- Given information
* start *
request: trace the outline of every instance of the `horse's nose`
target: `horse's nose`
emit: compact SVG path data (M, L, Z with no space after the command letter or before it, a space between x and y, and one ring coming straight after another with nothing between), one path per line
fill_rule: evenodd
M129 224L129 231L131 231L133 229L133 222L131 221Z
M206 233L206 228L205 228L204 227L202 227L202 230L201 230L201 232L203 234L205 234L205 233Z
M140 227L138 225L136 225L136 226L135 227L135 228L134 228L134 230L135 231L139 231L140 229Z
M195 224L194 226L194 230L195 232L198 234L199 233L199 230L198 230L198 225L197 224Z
* end *
- Problem to solve
Extract every one of the lines above and reproduce each verbatim, without any alteration.

- Response to the exercise
request: trace the outline of every instance of the `horse's nose`
target: `horse's nose`
emit: compact SVG path data (M, L, Z with no space after the command letter or before it, a space between x and y, and one ring coming straight after another with nothing between), one path per line
fill_rule: evenodd
M129 224L129 231L131 231L133 229L133 222L131 221Z
M206 233L206 228L205 228L204 227L202 227L202 230L201 230L201 232L203 234L205 234L205 233Z
M140 227L138 225L136 225L136 226L135 227L135 228L134 228L134 230L135 231L139 231L140 229Z
M195 224L194 226L194 230L195 232L198 234L199 233L199 230L198 230L198 225L197 224Z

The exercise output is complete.